___ Quoted passage

The second evidence for the distinction of Israel and the church is this: certain events of Christ were essential to the establishment of the church, namely the resurrection and the ascension.
Regarding the resurrection, Ephesians 1:2-23 says this: “which He” who’s “He”? That’s God the Father, “brought about in Christ, when He raised Him from the dead and seated Him at His right hand in the heavenly places,  far above all rule and authority and power and dominion, and every name that is named, not only in this age but also in the one to come.  And He put all things in subjection under His feet, and gave Him as head over all things to the church,  which is His body, the fullness of Him who fills all in all.” In other words, the church would not exist or be functional if it were not for the resurrection of Christ. It was necessary for this future entity.
And what about the ascension? In John 14:12 Jesus says something very interesting to His disciples and I believe what Jesus was doing in this statement, in John 14:12, “He was looking forward to His own church. How do I know that? Well, the reference is in John 14 and this is a pop quiz for all you Bible students, what is happening in John 14, particularly between chapters 13 and 17? The Upper Room Discourse. From what we learn in the book of John, that the Upper Room Discourse Jesus reveals seed form truths about His building project, called the church.

______

▸ Activities:
A. From the Ephesians passage quoted in the excerpt on Israel and the church, list everything that Christ is said to be seated "far above."
B. Answer these questions from the excerpt on Israel and the church.
(i) Which two events of Christ does it call essential to the establishment of the church?
(ii) Who does it identify as the "He" in the quoted Ephesians passage?
(iii) What does it call what happens in John 14, between chapters 13 and 17?
C. According to the excerpt on Israel and the church, why does the speaker believe that Jesus was looking forward to His own church in John 14:12?

___ Recorded information

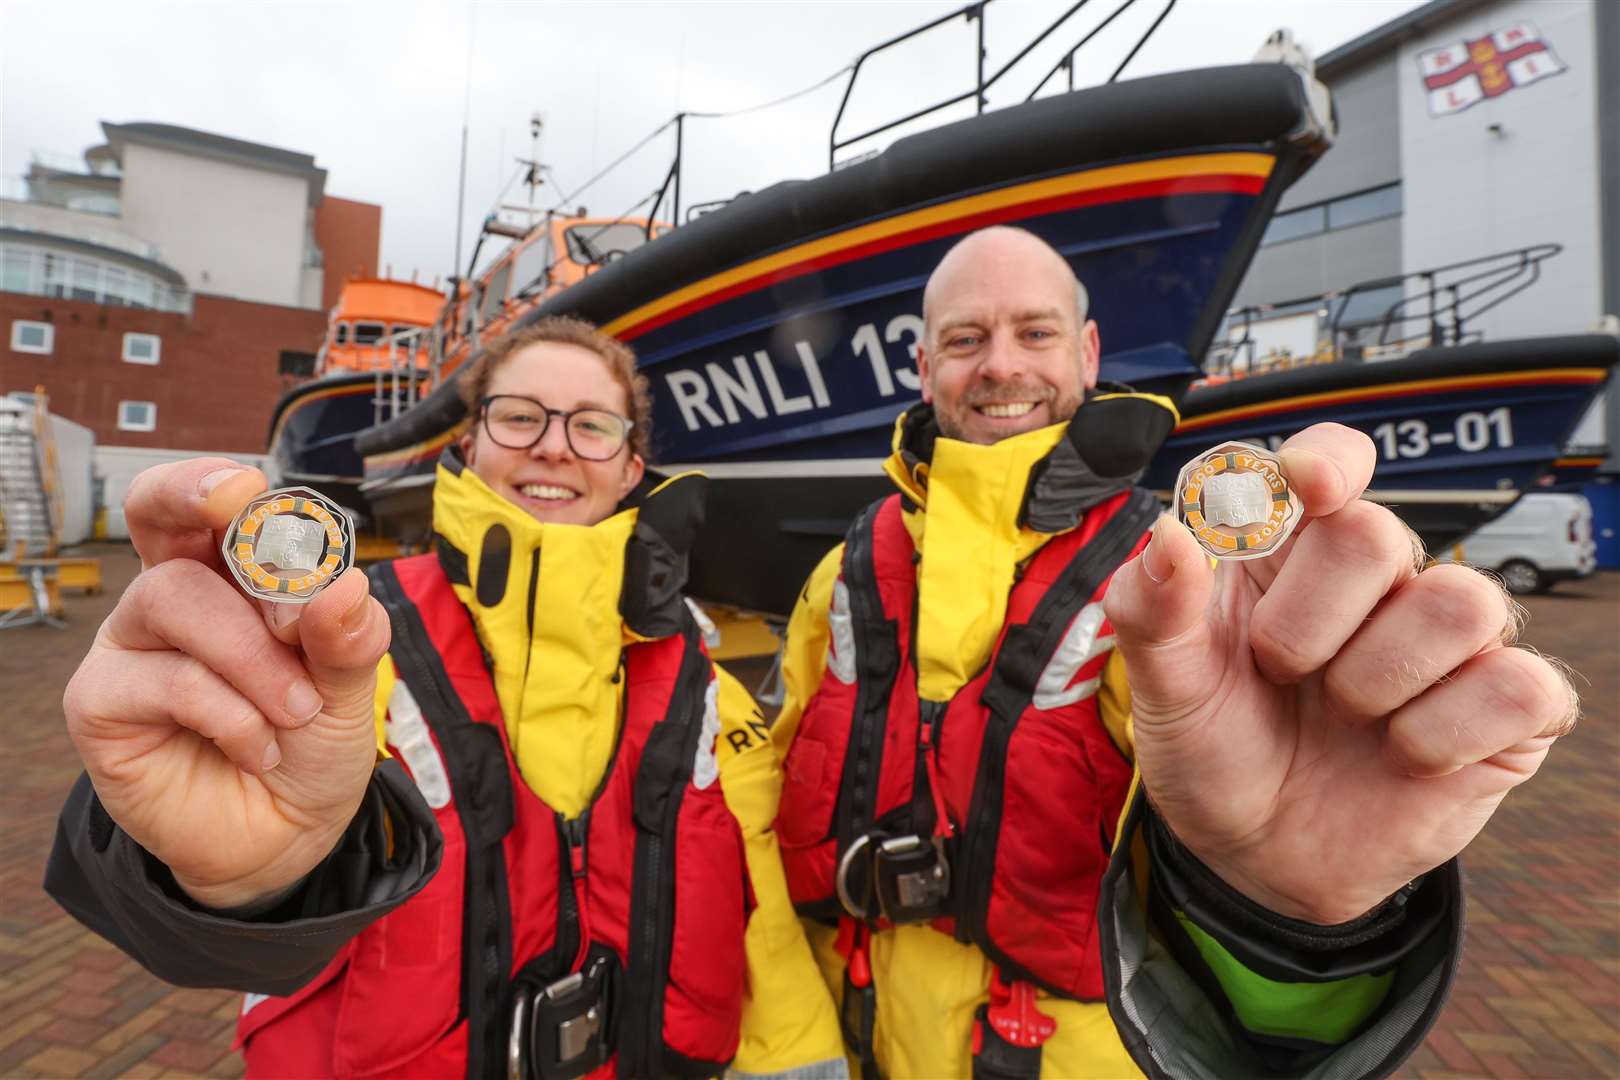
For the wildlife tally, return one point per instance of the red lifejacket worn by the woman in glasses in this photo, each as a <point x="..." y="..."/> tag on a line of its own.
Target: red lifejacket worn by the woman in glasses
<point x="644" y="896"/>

______

▸ Task-by-task results:
A. All rule, authority, power, dominion, and every name that is named.

B.
(i) The resurrection and the ascension.
(ii) God the Father.
(iii) The Upper Room Discourse.

C. The verse falls in John 14, part of the Upper Room Discourse. According to the speaker, the book of John shows that in this discourse Jesus reveals seed-form truths about His building project, the church.